[[ DATA, beginning ]]

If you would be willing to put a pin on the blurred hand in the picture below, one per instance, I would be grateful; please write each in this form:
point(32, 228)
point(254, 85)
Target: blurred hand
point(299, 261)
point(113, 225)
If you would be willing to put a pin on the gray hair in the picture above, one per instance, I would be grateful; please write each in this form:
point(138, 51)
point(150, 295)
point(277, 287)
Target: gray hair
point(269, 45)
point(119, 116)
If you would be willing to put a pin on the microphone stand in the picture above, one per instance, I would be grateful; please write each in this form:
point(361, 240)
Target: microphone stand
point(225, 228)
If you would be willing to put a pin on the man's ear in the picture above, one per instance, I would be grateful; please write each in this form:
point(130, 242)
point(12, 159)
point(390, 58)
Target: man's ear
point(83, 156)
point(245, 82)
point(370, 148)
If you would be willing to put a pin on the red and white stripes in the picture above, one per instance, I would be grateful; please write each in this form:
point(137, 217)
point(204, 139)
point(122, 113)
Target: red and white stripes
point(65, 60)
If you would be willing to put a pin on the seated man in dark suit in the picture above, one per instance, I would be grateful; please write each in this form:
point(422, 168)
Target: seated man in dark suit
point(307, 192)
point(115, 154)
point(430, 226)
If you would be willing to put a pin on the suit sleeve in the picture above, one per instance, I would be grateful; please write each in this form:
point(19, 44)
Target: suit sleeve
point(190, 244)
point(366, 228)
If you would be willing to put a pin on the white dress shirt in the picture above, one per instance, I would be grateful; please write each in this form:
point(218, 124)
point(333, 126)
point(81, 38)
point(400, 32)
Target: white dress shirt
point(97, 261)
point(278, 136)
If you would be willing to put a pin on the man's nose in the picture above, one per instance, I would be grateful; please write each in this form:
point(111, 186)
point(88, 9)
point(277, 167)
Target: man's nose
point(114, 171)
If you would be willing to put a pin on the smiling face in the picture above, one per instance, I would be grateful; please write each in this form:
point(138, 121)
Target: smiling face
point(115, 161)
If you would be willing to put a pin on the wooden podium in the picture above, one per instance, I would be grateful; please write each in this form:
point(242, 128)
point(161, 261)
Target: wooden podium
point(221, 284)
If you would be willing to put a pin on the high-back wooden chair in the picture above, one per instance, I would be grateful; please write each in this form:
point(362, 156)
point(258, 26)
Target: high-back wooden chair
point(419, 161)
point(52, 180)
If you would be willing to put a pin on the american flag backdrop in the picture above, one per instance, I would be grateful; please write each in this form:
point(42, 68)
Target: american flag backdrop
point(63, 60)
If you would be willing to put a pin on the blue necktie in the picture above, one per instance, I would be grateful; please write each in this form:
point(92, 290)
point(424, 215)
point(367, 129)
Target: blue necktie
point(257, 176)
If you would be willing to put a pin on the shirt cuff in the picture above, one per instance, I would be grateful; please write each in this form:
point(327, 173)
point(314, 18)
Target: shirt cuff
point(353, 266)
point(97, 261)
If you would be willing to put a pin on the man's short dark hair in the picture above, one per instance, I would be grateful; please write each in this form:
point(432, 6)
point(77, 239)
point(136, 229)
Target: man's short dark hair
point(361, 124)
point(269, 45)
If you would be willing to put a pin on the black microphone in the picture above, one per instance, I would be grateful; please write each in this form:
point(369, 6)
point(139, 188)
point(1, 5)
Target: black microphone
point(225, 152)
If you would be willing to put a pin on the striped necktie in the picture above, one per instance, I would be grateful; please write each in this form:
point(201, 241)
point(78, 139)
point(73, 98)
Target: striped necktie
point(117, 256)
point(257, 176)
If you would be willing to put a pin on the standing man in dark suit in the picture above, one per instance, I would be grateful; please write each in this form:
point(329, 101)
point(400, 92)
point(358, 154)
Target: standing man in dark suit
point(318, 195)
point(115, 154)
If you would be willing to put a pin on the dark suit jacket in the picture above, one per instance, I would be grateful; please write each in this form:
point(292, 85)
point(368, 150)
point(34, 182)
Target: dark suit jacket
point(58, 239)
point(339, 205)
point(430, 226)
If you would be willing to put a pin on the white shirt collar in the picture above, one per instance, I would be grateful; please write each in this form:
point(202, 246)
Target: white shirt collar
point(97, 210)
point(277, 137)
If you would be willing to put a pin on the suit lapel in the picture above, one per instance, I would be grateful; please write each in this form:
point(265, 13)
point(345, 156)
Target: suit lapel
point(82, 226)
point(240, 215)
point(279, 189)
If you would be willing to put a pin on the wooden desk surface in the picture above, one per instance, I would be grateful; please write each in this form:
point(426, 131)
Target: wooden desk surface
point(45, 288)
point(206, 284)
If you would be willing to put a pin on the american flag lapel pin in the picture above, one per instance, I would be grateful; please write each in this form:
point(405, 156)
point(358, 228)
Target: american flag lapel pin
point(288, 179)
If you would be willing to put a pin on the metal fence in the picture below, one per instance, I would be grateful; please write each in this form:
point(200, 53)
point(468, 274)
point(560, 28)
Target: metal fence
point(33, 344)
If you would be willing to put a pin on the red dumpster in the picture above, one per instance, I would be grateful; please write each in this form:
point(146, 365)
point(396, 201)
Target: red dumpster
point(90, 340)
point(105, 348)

[[ DATA, end ]]

§ TASK TO COMPLETE:
Write out all the data exactly.

§ SOLUTION TO THE EXERCISE:
If you would be willing to put a pin on the blurred hand in the picture below, one per instance, I would be grateful; please write each in this form:
point(32, 228)
point(254, 85)
Target: blurred hand
point(299, 261)
point(113, 225)
If you would be willing to put a pin on the gray hair in the picture above, one per instance, I would be grateful; please write each in this form:
point(138, 51)
point(150, 295)
point(277, 287)
Target: gray hair
point(269, 45)
point(119, 116)
If you would be willing to put a pin on the microphone stand in the picture above, one per instance, I would be grateful; please write each in this form:
point(361, 240)
Target: microphone stand
point(225, 228)
If you would be willing to put a pin on the man's ear in the picture above, one per instance, I would be grateful; please write each in this form:
point(130, 242)
point(12, 159)
point(390, 58)
Target: man's ear
point(83, 156)
point(245, 82)
point(370, 148)
If you would be willing to put a pin on the red and white stripes in the picture above, one per instance, I would be grateful; please write each in this form:
point(137, 217)
point(204, 139)
point(122, 113)
Target: red and white stripes
point(65, 60)
If you would be willing to put a pin on the seated man in dark suit in the picture above, one per instance, I would be grateful; please write each in this form:
point(422, 168)
Target: seated man in dark suit
point(307, 192)
point(115, 154)
point(430, 226)
If you would be willing to put a pin on the suit sleeve in the picture above, one per instance, I would be grateful; please write each in this form:
point(19, 44)
Target: suit sleeve
point(190, 244)
point(366, 228)
If you would be willing to put a pin on the white dress shirt in the picture above, one per instance, I would be grateful; please write each in this form:
point(218, 124)
point(333, 126)
point(81, 38)
point(400, 32)
Target: white dress shirt
point(97, 261)
point(278, 136)
If you would be willing to put a pin on the man's nose in the picture above, one per instance, I would be grateful; please write each in this form:
point(111, 186)
point(88, 9)
point(277, 167)
Target: man's nose
point(114, 171)
If you would be willing to put a pin on the smiling face in the picture above, one per instance, I would be grateful; please write each in this form:
point(138, 121)
Target: smiling face
point(115, 161)
If you would be willing to put a pin on the wooden podium in the picture above, one per instance, I would be grateful; please write each in this form:
point(242, 128)
point(161, 261)
Target: wooden podium
point(221, 284)
If you would be willing to put a pin on the high-back wooden chair in the picture above, one per instance, I would be grateful; please write each in this form:
point(362, 156)
point(258, 26)
Target: high-back wooden chair
point(419, 161)
point(52, 180)
If you would be willing to put a pin on the american flag backdrop in the picture above, one per instance, I would be grateful; please write each in this form:
point(42, 68)
Target: american flag backdrop
point(63, 60)
If you would be willing to put a pin on the blue necktie in the picture above, one per instance, I would be grateful; please write each in this form:
point(92, 290)
point(424, 215)
point(367, 129)
Target: blue necktie
point(257, 176)
If you would be willing to put a pin on the shirt cuff in the picture above, one per instance, I would be grateful; please write each in this form:
point(327, 173)
point(314, 18)
Target: shirt cuff
point(353, 266)
point(97, 261)
If you would be willing to put a pin on the man's short dark hair in the picture above, one per instance, I would be grateful; please write each in this form:
point(432, 6)
point(77, 239)
point(136, 229)
Target: man's short dark hair
point(361, 124)
point(269, 45)
If you would be willing to put a pin on the black microphone in the picture above, one per instance, I would be grateful; please write each in this form:
point(369, 6)
point(139, 188)
point(1, 5)
Target: black microphone
point(225, 152)
If you would be willing to put a pin on the striped necktie in the picture above, one per instance, I would be grateful; please write each in this form:
point(201, 241)
point(78, 139)
point(73, 98)
Target: striped necktie
point(117, 256)
point(257, 176)
If you would be willing to put a pin on the standing man in dark suit in the picture above, one per instance, I would be grateful; please write each in this form:
point(329, 101)
point(400, 92)
point(358, 154)
Target: standing man in dark suit
point(318, 195)
point(115, 154)
If you would be willing to put a pin on the dark suit jacket in the picture above, one per instance, I would be grateful; please write each in this form:
point(292, 85)
point(368, 150)
point(34, 182)
Target: dark suit jacket
point(58, 239)
point(339, 205)
point(430, 226)
If you would be willing to put a pin on the white shirt collar in the picture above, one per instance, I would be grateful; please write each in this form:
point(202, 246)
Target: white shirt collar
point(97, 210)
point(277, 137)
If you would be willing to put a pin on the suit lapel in the picture above, one per instance, I would be grateful; please write each in this form:
point(265, 13)
point(345, 156)
Target: suit lapel
point(82, 226)
point(240, 215)
point(279, 189)
If you would be willing to put a pin on the wooden desk surface in the picture above, one per instance, I would be grateful; please write each in this form:
point(426, 131)
Target: wooden desk surface
point(45, 288)
point(206, 284)
If you would be willing to put a pin on the american flag lapel pin in the picture above, one per instance, I would be grateful; please write each in this form:
point(405, 156)
point(358, 228)
Target: american flag lapel pin
point(288, 179)
If you would be willing to put a pin on the metal fence in the picture below, one per instance, I would be grateful; please write each in this form:
point(200, 53)
point(468, 274)
point(560, 28)
Target: metal fence
point(33, 344)
If you would be willing to put a pin on the red dumpster in the picture above, one per instance, I would be grateful; please write each in this form:
point(146, 365)
point(396, 201)
Target: red dumpster
point(90, 340)
point(105, 348)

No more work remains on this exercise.